» Requirements: Copy out each line of the data below that contains the word "vehicle". Leave every other line out.

══ Task material ══

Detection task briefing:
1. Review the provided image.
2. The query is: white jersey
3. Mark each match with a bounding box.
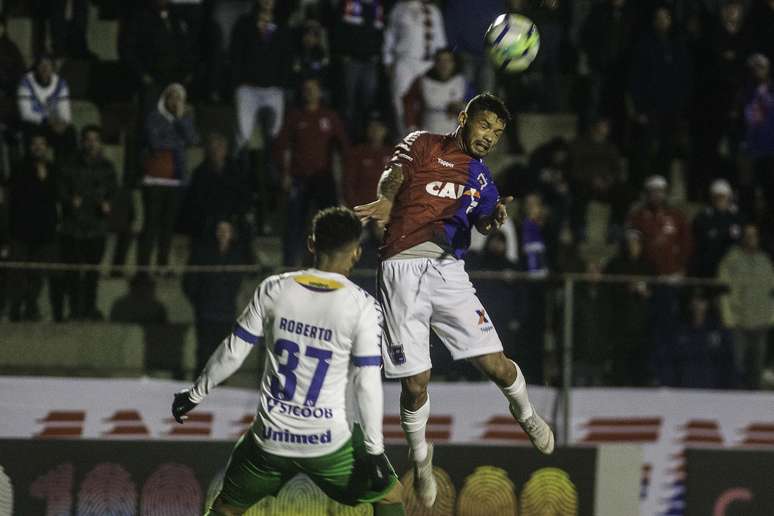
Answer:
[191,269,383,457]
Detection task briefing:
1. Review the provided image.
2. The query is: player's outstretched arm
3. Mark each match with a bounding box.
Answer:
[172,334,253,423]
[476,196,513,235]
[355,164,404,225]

═══
══ Task material ══

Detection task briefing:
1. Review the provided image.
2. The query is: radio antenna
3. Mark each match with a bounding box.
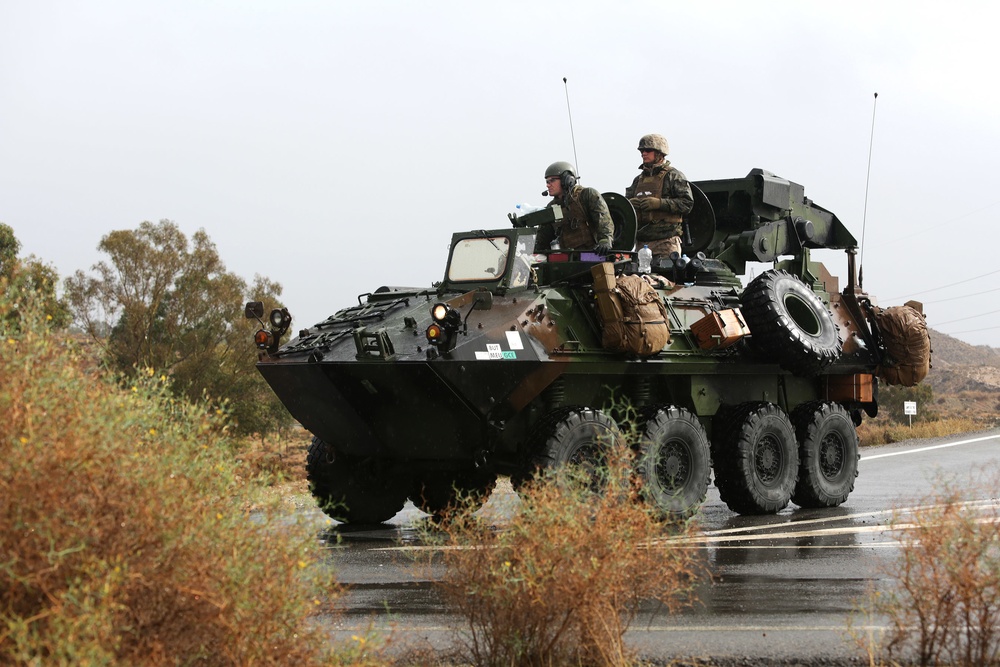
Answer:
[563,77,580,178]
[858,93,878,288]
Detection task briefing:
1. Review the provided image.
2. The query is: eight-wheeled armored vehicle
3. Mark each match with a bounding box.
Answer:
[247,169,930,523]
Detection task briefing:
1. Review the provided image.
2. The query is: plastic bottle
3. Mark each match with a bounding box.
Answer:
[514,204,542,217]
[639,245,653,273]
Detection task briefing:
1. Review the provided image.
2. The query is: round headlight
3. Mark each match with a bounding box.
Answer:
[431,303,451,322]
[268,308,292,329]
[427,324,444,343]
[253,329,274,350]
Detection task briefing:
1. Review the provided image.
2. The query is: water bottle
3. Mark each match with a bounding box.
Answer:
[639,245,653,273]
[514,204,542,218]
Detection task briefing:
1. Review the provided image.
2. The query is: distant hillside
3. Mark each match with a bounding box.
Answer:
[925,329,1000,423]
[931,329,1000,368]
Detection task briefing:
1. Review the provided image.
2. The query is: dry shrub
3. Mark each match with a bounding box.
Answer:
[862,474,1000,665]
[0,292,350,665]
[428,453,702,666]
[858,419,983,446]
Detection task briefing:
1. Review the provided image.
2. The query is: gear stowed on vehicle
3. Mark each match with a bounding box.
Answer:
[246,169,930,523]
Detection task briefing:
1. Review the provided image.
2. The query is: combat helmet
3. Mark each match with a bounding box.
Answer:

═══

» Solution to this exercise:
2. The query is: eight-wheeled armored vehicle
2. The query is: gear stowed on vehicle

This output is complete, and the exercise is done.